Dear Secretary Countryman:
The U.S. Chamber of Commerce (“Chamber”) Center for Capital Markets Competitiveness respectfully submits comments on the Notice of Filing of the Public Company Accounting Oversight Board (“PCAOB” or “Board”) Proposed Rules on Firm Reporting (“Proposed Rules” or “adopting release”). The Proposed Rules represent a significant expansion in firm disclosure requirements by imposing reporting to the PCAOB on firm operations, governance and network structures, financial performance, quality controls, and certain events. We believe the Securities and Exchange Commission (“SEC”) should not approve the Proposed Rules because of a lack of proper due process, a failure to improve audit quality and a lack of consideration of investor protection, competition and capital formation.
The Proposed Rules focus on audit firm disclosures and do not update or modernize the PCAOB’s interim auditing standards or otherwise revise auditor performance standards with an objective of improving audit quality. Both active and inactive registered audit firms are subject to the Proposed Rules with a combination of one-time, annual, and episodic reporting.
********************
> [Objectives]:
(1) List every shortened name that the comment letter defines inside parentheses and quotation marks.
(2) Change "episodic" to "event-driven" in the comment letter, reproducing the span starting at "The Proposed Rules focus" and ending at "and episodic reporting.".
(3) Write the next paragraph of the comment letter, picking up after its final sentence.
The entries that follow the comment letter come from a separate source.

Coordinate annotation records:
********************
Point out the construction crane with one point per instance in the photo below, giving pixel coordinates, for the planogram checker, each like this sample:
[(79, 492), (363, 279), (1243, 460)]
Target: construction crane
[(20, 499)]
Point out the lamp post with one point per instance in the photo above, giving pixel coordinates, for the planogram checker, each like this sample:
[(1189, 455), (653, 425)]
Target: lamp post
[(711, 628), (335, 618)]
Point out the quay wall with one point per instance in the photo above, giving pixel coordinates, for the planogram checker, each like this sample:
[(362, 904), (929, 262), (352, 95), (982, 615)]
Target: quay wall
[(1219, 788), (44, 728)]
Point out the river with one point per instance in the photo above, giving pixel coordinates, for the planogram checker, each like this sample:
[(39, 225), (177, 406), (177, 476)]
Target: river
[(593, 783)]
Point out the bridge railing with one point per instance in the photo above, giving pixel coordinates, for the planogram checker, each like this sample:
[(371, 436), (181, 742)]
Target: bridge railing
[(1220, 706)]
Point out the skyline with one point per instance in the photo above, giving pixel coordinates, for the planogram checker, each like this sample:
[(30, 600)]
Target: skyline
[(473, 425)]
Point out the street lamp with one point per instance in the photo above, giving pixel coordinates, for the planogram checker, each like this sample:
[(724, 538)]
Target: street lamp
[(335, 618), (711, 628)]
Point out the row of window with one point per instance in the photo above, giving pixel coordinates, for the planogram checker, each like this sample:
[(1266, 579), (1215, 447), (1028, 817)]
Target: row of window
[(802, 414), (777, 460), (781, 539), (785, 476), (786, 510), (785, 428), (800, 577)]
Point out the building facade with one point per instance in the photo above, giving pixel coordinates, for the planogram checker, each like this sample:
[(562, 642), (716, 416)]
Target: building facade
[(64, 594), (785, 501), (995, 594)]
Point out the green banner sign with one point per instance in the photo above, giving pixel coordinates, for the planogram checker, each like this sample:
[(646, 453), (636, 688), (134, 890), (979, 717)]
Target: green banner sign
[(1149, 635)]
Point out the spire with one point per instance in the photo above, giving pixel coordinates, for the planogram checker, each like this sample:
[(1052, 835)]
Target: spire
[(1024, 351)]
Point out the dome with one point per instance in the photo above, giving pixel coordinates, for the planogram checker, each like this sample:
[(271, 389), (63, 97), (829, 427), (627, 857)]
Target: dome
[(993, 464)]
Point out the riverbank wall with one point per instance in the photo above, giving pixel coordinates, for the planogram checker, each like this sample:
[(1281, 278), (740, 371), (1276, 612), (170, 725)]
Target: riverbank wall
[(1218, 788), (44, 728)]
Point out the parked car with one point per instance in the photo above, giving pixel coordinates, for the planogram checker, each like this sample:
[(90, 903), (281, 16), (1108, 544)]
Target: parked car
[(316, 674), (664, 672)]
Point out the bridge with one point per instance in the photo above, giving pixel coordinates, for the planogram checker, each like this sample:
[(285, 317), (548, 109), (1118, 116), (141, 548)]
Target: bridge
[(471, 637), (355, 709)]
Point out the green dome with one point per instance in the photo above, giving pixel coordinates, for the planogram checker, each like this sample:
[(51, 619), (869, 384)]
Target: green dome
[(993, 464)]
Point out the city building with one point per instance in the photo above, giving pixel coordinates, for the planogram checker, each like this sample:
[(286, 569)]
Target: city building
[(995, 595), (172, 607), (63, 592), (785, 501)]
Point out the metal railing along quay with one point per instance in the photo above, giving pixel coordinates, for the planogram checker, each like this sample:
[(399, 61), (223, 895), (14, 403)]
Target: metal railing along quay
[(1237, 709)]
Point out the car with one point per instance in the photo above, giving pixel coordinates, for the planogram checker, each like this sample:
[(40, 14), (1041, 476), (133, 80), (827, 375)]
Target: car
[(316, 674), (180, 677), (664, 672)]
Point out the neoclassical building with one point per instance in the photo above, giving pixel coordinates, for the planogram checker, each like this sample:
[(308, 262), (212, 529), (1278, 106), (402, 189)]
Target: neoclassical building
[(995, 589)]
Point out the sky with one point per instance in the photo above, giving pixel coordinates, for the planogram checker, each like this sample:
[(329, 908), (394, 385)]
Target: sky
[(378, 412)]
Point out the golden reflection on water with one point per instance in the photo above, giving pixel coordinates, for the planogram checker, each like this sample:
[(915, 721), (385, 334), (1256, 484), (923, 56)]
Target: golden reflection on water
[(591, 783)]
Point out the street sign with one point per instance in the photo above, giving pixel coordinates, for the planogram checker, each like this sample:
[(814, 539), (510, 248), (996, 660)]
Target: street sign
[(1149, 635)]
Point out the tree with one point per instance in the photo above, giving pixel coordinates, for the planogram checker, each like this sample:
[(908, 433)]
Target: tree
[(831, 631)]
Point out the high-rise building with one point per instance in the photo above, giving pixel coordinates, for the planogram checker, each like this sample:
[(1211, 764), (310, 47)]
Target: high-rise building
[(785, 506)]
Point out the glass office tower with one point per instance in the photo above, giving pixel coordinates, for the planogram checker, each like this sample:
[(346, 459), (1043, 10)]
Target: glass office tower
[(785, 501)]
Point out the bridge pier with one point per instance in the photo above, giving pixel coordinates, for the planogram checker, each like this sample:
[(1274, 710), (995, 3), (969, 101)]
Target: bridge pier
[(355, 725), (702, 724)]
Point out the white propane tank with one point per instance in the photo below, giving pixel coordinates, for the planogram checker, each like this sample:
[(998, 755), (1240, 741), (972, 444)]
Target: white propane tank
********************
> [Results]:
(1) Chamber; PCAOB; Board; Proposed Rules; adopting release; SEC

(2)
The Proposed Rules focus on audit firm disclosures and do not update or modernize the PCAOB’s interim auditing standards or otherwise revise auditor performance standards with an objective of improving audit quality. Both active and inactive registered audit firms are subject to the Proposed Rules with a combination of one-time, annual, and event-driven reporting.

(3)
Updating requirements for audit firm reporting to the PCAOB can be a reasonable response to an evolving environment if such requirements are necessary and appropriate for the protection of investors and will promote efficiency, competition, and capital formation. Any such rulemaking needs to be within the PCAOB’s remit and authority; involve ironclad due process; and reflect robust economic analysis.[1]
Unfortunately, conditions for sound rulemaking have not been followed in this instance. The PCAOB rushed to adopt these transformative and controversial rules without appropriate consideration of comments, adequate economic analysis, and respect for due process. Despite attempts to address some issues raised in the comment process substantive issues remain.
The SEC also rushed due process and ignored options to give stakeholders sufficient time to participate in a robust comment process.[2] The SEC submitted the Proposed Rules to the Federal Register within two business days of Board adoption and allowed only a few weeks for comments (i.e., twenty-one days from publication in the Federal Register). Other factors likewise reinforce the need for an extended comment period.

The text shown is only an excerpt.